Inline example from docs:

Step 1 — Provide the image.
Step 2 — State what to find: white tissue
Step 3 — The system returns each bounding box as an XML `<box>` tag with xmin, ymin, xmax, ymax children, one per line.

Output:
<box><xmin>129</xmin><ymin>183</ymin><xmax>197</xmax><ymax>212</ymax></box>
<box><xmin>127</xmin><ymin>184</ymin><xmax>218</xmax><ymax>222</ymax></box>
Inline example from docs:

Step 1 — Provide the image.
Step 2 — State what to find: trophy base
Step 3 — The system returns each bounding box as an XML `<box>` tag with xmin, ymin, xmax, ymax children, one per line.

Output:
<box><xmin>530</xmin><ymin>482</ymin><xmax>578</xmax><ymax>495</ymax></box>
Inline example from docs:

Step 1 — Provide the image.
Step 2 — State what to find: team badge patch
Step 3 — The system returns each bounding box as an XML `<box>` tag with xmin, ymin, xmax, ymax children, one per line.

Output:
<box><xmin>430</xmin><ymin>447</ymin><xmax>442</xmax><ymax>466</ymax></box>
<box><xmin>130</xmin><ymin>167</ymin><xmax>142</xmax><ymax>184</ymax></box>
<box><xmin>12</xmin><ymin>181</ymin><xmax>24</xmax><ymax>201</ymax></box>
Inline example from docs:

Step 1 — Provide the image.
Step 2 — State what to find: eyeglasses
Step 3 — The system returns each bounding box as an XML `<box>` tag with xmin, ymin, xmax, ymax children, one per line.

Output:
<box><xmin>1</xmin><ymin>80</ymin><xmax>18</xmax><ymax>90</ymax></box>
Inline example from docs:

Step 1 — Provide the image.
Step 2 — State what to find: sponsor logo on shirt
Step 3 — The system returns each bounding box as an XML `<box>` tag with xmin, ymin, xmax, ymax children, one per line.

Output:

__________

Instructions to follow:
Give the entries again exactly as they stand.

Output of the exercise:
Inline example from docs:

Step 1 — Provide the image.
Step 2 — State what to find: white tissue
Step 3 — The system returns each bounding box as an XML `<box>` tag with xmin, ymin, xmax, ymax children, one per line.

Output:
<box><xmin>129</xmin><ymin>183</ymin><xmax>197</xmax><ymax>212</ymax></box>
<box><xmin>127</xmin><ymin>184</ymin><xmax>218</xmax><ymax>222</ymax></box>
Inline example from docs:

Step 1 — Provide the image.
Step 2 — State what to find: trophy base
Step 3 — The system returns each bounding box as an XML `<box>` tag with xmin, ymin, xmax, ymax children, one per line.

Output:
<box><xmin>530</xmin><ymin>482</ymin><xmax>578</xmax><ymax>495</ymax></box>
Inline example from docs:

Step 1 — Provide the image.
Step 2 — State what to find: team badge patch
Step 3 — The system returns each bounding box as an XML `<box>` tag with xmin, ymin, xmax, ymax children, one per line.

Output:
<box><xmin>430</xmin><ymin>447</ymin><xmax>442</xmax><ymax>466</ymax></box>
<box><xmin>130</xmin><ymin>167</ymin><xmax>142</xmax><ymax>184</ymax></box>
<box><xmin>12</xmin><ymin>181</ymin><xmax>24</xmax><ymax>201</ymax></box>
Inline example from docs:

Step 1 — Provide the image.
Step 2 — State what to find: eyeglasses
Step 3 — The system returns each bounding box as an XML `<box>` tag with xmin, ymin, xmax, ymax children, one per line.

Output:
<box><xmin>1</xmin><ymin>80</ymin><xmax>18</xmax><ymax>90</ymax></box>
Inline example from docs:

Step 1 — Provide the image.
Step 2 — State what to find: sponsor logo on shirt
Step 3 — The system returns each bounding box as an XML `<box>` tag with xmin, ymin, xmax, ymax children, one per line.

Output:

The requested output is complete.